De Hoge Raad heeft op advies van A-G Niessen beslist dat een vergoeding voor psychische schade die een werknemer had geleden bij ontslag voldoende verband hield met de dienstbetrekking. Die vergoeding behoorde daarom tot het loon van die werknemer.
Tussen de desbetreffende werknemer en de fiscus was in geschil of de vergoeding die de werknemer van zijn werkgever had ontvangen kwalificeerde als belastbare loon. De werknemer stelde dat, nu de arbeidsovereenkomst al was ontbonden toen het mediationtraject van start ging, iedere andere, op een later moment van de werkgever verkregen vergoeding, niet (meer) uit dienstbetrekking kon worden genoten. De A-G van de Hoge Raad kon zich daar niet in vinden. Of sprake is van loon uit dienstbetrekking wordt volgens de A-G bepaald op basis van het causale verband met de dienstbetrekking, en niet naar gelang van de vraag of de bate een beloning vormt voor de door de werknemer verrichte arbeid. Van loon is dus – in beginsel – al sprake wanneer de betaling uit dienstbetrekking wordt genoten. Voor zover de werknemer het ontvangen bedrag beschouwt als vergoeding voor psychisch leed door de wijze waarop hij is ontslagen en voorafgaande aan het ontslag is behandeld, is sprake van psychisch leed dat voldoende verband houdt met de afwikkeling van een dienstbetrekking door onvrijwillig ontslag. Deze vergoeding behoorde daarom tot het loon van de werknemer. De Hoge Raad verklaarde het beroep in cassatie van de werknemer op advies van de A-G ongegrond.

GETOONDE GEGEVENS:
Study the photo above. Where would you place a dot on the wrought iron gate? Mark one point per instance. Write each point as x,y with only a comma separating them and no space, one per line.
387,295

GESTELDE OPDRACHT 1: Schrijf uit de tekst over de vergoeding voor psychische schade het stuk over dat begint bij de woorden "De Hoge Raad heeft" en stopt na de woorden "van die werknemer.". Neem het woord voor woord over.
GESTELDE OPDRACHT 2: Welke personen en instanties worden in de tekst over de vergoeding voor psychische schade genoemd? Noem ze allemaal.

ANTWOORD 1:
De Hoge Raad heeft op advies van A-G Niessen beslist dat een vergoeding voor psychische schade die een werknemer had geleden bij ontslag voldoende verband hield met de dienstbetrekking. Die vergoeding behoorde daarom tot het loon van die werknemer.

ANTWOORD 2:
- de Hoge Raad
- A-G Niessen
- de werknemer
- de fiscus
- de werkgever